In the post about Untold Stories of the E.R., whom does the doctor call in after admitting there is nothing left he can do for the patient?

*** Opening of SOURCE DOCUMENT ***

The first time I saw a telly spot for this show, there was a very sensational-looking clip showing a re-enactment of what was ostensibly a traditional African diaspora ritual, and a comment from a nurse about “voodoo”. While I do watch a lot of television, about half of the programmes I play off the DVR box are reruns that I tend to keep on for “white noise”, cos for some reason, I’m one of those people who finds it easier to read, write, or work at my badge press when there’s some active sound, and sometimes, I think that the flickering lights of this old tube model telly helps me concentrate better, too. I am not the biggest fan of how television people tend to portray traditional, pre-Christian religions, even ostensibly “reality” programmes or documentary series like to tweak up the “omg, this shit is bananas” factor for the ratings, and then immediately have an expert covertly, if not overtly, make comparisons to Christianity. It can be frustrating, and programmes with a science-and-history theme are often some of the greatest offenders, but National Geographic (which has more of a social bend) is pretty far from being blameless here.
Then, out of curiosity, maybe a bit of a masochistic streak, I decided to watch Untold Stories of the E.R. Eventually, one of the “voodoo” episodes came on, and I’m actually kind of impressed with the overall portrayal. Now, this isn’t my religion, but they keep the re-enactment of rituals performed in the hospitals pretty simple –a little ritual dancing, maybe waving a bit of burning herb or incense. What impresses me most is the interview segments with the doctors about these things witnessed.
It always kind of begins the same way: Person comes into the E.R., typically an immigrant from Africa, with some symptoms, but the various hospital instruments and tests reveal nothing. Patient, at some point, reveals that they have been cursed by someone in their old village, or the local immigrant community, but the doctors still try to look for something physical. Eventually, the doctor in charge of the case admits that there’s nothing left he can do, but Patient isn’t getting any better, so Doctor takes a leap of faith and calls in a spirit worker from the local immigrant community.
The doctors say a lot of the same things:
“This was clearly a spiritual problem, it was out of my hands.”
“I could only do just so much for the body, the rest was left to something else.”
“I don’t know everything that’s out there, but I do know if the patient didn’t get this ritual to remove the bad spirits, she’d’ve died.”
This reminds me of reading about studies of people attempting to cure patients wbo believe themselves to be cursed. If untreated through ritual, no matter how much medical help is given, there is a clear correlation of patients dying. While many Western doctors use language that treats this as no different from any other placebo, the number of doctors who describe these “voodoo prescriptions” with the same language afforded to the “miraculous” recovery of people whose loved ones sat beside them, prostrate in prayer (thus ostensibly mainstream Christian), is something that I not only welcome and am generally happy to see (even if there is still some sensationalism for ratings), but I find this affirming in some ways.
No, it’s not the same as with Hellenismos, where (at least in this day and age), the curse culture is barely functional, if a quick survey of Hellenists visible online can be believed, but if an E.R. Doctor can not just accept, but be willing to find and call in a tribal spirit worker to help a hospital patient, then surely that is positive news for other traditional religions and even neopagan religions that, by their natures, have some similar features.

*** Close of SOURCE DOCUMENT ***
*** Opening of RECORD SET ***

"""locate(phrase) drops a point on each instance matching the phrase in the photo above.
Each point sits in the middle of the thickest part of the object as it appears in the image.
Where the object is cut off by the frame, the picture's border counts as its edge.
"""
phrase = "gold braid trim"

*** Close of RECORD SET ***

FINISHED EXERCISE: A spirit worker from the local immigrant community.